TO DO => Return each line of the items below that contains the word "blue". Case counts.

------------------------------------------------------------------------

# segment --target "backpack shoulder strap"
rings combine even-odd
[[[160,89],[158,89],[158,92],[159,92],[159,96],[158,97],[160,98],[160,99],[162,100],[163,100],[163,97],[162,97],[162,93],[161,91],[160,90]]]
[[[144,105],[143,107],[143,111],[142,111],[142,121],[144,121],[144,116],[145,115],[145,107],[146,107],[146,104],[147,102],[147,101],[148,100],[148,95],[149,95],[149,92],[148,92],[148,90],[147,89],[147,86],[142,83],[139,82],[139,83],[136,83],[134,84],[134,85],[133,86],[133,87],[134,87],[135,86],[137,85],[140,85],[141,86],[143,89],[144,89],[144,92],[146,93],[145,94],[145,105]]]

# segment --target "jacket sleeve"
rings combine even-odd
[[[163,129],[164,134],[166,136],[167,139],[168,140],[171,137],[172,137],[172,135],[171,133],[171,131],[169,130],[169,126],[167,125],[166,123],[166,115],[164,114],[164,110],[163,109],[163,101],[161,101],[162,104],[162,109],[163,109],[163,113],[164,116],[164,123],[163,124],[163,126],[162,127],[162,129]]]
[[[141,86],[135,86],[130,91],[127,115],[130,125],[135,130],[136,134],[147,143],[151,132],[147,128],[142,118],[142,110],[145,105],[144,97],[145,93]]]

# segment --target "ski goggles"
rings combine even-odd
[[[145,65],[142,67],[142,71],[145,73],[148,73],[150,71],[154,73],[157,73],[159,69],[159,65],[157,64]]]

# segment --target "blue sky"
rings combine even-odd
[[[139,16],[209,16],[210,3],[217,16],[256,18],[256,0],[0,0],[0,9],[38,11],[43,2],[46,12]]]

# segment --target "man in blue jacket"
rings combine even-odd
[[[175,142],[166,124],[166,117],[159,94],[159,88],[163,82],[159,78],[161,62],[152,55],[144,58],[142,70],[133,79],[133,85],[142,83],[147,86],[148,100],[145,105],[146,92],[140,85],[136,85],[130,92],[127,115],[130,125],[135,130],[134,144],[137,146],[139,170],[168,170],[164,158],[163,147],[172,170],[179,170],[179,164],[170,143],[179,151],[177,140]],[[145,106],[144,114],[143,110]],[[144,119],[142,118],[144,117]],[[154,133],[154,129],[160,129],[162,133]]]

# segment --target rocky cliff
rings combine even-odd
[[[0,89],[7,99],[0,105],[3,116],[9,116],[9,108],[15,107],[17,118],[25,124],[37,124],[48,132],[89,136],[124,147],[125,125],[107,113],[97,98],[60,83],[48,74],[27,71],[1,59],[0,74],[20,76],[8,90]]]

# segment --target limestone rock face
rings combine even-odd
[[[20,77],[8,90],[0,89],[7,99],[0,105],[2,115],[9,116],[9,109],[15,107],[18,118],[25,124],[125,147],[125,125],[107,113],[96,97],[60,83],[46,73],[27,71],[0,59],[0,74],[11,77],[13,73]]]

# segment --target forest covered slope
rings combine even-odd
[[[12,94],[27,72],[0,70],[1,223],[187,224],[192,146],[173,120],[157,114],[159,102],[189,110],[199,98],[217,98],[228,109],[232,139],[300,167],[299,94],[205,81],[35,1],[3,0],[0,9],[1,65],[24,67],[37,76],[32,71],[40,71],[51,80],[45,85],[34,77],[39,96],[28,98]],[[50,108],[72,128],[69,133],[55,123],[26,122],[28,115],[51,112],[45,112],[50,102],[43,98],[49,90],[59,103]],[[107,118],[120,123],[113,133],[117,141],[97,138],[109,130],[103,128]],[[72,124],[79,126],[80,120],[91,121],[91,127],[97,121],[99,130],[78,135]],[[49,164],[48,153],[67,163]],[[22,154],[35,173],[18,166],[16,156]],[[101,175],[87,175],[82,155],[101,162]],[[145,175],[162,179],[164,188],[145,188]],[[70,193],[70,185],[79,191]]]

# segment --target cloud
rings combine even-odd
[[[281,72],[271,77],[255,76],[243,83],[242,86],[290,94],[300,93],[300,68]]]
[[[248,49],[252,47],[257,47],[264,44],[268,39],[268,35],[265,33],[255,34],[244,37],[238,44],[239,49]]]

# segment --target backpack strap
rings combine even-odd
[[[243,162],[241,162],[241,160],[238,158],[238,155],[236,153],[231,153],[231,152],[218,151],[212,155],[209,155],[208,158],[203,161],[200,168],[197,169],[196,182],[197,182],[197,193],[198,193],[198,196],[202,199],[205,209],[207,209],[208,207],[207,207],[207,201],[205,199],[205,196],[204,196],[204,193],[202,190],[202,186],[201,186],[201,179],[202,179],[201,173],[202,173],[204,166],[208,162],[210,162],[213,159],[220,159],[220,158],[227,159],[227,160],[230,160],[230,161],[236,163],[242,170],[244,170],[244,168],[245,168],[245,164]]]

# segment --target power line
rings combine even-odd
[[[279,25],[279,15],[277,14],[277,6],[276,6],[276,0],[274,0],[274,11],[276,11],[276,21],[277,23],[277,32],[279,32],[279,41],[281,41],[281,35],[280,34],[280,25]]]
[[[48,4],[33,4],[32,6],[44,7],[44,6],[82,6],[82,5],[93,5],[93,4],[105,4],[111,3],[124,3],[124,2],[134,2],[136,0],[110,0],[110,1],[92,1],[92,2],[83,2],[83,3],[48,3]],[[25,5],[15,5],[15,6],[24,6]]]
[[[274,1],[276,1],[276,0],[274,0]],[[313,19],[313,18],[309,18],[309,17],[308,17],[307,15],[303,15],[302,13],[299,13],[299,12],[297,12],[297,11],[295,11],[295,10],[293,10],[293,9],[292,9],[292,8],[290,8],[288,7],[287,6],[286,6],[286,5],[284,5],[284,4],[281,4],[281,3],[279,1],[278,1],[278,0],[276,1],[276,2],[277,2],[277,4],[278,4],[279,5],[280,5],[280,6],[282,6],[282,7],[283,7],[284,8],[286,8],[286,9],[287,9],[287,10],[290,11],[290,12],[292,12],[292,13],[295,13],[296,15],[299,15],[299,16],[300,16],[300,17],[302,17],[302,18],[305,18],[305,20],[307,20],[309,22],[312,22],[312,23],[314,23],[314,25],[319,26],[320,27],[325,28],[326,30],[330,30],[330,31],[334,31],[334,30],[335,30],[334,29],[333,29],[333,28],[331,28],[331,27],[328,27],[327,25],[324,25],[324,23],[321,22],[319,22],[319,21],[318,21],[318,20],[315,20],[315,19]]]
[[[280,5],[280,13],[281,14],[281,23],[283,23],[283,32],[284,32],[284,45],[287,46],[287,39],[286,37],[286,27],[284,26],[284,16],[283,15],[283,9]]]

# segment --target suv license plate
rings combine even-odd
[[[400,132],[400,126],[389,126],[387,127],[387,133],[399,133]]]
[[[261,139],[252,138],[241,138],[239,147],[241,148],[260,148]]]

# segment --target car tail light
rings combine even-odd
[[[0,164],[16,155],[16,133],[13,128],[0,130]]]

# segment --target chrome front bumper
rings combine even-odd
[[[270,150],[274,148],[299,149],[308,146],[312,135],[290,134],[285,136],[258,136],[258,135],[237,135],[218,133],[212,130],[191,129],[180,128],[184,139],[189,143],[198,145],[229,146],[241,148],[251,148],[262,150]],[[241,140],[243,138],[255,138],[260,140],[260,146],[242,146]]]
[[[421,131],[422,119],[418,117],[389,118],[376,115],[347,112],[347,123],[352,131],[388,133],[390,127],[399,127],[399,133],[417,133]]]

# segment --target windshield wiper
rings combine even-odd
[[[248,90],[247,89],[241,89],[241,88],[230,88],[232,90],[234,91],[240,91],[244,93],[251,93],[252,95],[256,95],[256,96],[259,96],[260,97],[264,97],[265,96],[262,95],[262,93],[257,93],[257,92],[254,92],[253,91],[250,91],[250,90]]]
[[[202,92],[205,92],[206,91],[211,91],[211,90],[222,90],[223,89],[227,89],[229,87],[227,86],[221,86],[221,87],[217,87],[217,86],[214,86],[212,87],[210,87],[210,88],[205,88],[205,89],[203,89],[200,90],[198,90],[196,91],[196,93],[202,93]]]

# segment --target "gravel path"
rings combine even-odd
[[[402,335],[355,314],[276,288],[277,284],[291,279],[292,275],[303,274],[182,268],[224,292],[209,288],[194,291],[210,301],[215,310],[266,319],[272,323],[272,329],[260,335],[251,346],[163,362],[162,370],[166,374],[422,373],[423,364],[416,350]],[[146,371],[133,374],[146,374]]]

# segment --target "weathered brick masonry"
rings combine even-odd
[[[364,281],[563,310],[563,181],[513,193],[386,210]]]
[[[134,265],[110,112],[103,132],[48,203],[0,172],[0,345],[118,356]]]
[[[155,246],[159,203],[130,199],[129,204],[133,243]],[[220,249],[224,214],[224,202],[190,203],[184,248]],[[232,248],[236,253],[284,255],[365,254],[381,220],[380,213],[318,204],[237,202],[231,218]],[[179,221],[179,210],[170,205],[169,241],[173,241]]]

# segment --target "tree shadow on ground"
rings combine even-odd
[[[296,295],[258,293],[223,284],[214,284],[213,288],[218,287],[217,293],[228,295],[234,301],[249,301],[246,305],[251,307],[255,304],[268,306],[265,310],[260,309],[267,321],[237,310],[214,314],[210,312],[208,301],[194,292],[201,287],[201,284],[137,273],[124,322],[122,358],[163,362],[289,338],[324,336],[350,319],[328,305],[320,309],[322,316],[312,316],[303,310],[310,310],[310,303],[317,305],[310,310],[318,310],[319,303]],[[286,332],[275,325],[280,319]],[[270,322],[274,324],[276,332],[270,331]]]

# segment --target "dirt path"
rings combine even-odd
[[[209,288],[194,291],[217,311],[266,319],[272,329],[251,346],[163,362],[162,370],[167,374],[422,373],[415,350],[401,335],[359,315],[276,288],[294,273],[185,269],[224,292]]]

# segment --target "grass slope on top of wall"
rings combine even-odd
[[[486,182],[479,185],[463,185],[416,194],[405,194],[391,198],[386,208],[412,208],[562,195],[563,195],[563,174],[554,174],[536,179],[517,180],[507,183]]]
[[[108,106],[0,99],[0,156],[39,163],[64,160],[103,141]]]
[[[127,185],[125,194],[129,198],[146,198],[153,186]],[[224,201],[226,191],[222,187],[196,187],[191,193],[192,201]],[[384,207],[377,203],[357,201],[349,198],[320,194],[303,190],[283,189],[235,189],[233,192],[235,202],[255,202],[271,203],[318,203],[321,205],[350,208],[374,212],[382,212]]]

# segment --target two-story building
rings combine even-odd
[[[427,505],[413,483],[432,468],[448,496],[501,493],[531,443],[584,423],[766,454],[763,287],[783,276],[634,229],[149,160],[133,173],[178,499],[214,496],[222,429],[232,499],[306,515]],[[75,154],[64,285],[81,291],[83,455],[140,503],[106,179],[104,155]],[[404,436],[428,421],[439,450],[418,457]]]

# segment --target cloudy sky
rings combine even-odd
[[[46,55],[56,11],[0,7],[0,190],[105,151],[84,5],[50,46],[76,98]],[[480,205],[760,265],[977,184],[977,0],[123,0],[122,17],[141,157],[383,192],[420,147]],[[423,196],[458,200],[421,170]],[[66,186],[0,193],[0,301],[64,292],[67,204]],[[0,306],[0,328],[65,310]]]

------------------------------------------------------------------------

WRITTEN ANSWER =>
# segment --target "blue sky"
# segment --target "man in blue jacket"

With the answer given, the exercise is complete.